The reply must contain all of the records, unchanged.

━━━━

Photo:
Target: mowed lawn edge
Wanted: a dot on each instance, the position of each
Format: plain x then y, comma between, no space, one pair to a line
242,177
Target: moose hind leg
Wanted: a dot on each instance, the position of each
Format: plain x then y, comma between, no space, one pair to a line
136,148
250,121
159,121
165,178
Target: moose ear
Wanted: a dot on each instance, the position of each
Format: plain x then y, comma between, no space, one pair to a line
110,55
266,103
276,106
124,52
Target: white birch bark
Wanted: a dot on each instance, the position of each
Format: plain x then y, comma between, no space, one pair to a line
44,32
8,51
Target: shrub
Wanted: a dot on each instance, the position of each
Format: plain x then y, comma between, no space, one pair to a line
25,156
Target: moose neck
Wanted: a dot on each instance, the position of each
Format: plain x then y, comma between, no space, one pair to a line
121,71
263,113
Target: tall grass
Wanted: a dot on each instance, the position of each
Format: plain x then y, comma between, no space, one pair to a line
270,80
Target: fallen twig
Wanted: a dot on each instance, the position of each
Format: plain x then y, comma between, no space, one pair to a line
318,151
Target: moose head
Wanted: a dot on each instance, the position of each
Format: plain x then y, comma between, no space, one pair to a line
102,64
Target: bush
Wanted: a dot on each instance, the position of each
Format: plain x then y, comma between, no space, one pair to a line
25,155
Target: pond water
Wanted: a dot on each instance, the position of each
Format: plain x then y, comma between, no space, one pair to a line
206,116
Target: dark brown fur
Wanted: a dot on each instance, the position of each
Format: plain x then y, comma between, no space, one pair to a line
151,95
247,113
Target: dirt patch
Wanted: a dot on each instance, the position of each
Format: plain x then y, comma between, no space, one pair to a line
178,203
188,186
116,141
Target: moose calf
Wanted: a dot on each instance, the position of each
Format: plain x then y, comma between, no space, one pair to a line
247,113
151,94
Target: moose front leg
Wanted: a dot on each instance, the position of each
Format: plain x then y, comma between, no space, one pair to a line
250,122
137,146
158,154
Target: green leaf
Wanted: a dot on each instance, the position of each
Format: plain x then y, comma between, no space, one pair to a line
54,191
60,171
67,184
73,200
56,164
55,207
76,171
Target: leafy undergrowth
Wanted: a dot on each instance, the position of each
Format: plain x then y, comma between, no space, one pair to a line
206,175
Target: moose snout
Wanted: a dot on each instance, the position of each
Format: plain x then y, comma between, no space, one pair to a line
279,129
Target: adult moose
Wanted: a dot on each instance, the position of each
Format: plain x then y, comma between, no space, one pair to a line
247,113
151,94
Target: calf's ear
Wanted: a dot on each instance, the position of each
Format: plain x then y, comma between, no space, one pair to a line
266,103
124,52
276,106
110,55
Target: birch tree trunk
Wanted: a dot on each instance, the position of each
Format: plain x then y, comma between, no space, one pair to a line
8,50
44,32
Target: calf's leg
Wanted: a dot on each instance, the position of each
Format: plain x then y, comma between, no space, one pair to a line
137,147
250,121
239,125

━━━━

# TASK OUTPUT
Photo:
Target: mowed lawn edge
Wanted: a dot on each instance, the position of each
Format: plain x then y, comma between, no space, one pair to a line
242,177
Target: moose hind leg
Wanted: a dot on each instance, the position of each
Format: plain x then y, comma between, no space, one pair to a line
136,148
250,121
159,121
165,178
Target: moose ear
Wanted: a dot on each instance, the position of each
Format: plain x then y, comma between, no space, one pair to a line
110,55
266,103
276,106
124,52
Target: white birch bark
Wanted: a dot on each instance, the position of each
Format: plain x then y, comma between, no space, one pair to a line
44,32
8,51
Target: shrub
Wanted: a dot on each instance, the position of each
Format: plain x then y, comma between, no space, one pair to a line
25,156
Target: moose neck
Wanted: a dot on each instance, the position of each
Format: plain x then y, comma between, no space, one pair to a line
121,71
263,113
Target: tall grass
Wanted: a dot on each instance, the position of each
Format: plain x then y, comma between, no space, one pair to a line
270,80
Target: fallen twig
Wanted: a dot on each instance, the position of each
Format: plain x then y, comma between, no space, one pair to a line
318,151
Target: moose head
Wanted: a dot on each instance, the position of each
Format: plain x then y, comma between, no space, one pair to a line
102,64
Target: bush
Wanted: a dot on each instance, the position of each
Format: plain x then y, comma between, no space, one pair to a line
25,155
Target: pond water
Wanted: a dot on each instance, the position of each
Format: plain x then y, comma between, no space, one pair to a line
206,116
Target: dark brown fur
Wanted: a dot on each instance, the position of each
Format: plain x then y, comma between, no space, one pair to a line
151,95
247,113
Target: dirt patch
Wanted: a dot on each instance, the position of each
Format: plain x then y, comma between, no space, one pair to a line
178,203
188,186
116,141
Target: moose calf
Wanted: a dot on each instance, the position of each
Format: plain x then y, comma between, no space, one pair to a line
247,113
151,94
Target: moose front leg
Wanted: a dot on each instance, the position of each
Format: plain x then y, comma between, no space, one pair to a line
250,122
137,146
158,154
Target: green leaf
Wanted: a dot on each instance, the position of each
Format: plain x then y, comma between, no space, one pair to a line
54,191
60,171
67,184
73,200
56,164
55,207
76,171
Target: leafy undergrowth
Wanted: a dot on each instance, the position of each
Format: plain x then y, comma between, no space, one pair to a line
206,175
Target: moose snout
Wanted: a dot on each instance, the position of each
Format: plain x then y, comma between, no space, one pair to a line
279,129
Target: adult moose
Wanted: a dot on each instance, the position of each
Format: plain x then y, comma between, no space, one pair to a line
247,113
151,94
Target: calf's ear
Wanted: a dot on each instance, the position of each
Format: plain x then y, comma between, no space, one pair to a line
266,103
124,52
276,106
110,55
Target: birch tree trunk
Wanted: a dot on each instance, the position of each
Format: plain x then y, comma between, no space, one pair to a line
8,50
44,32
Target: calf's leg
Wanted: a dot on each instance, the position of each
Format: plain x then y, comma between, no space, one pair to a line
137,147
250,121
239,125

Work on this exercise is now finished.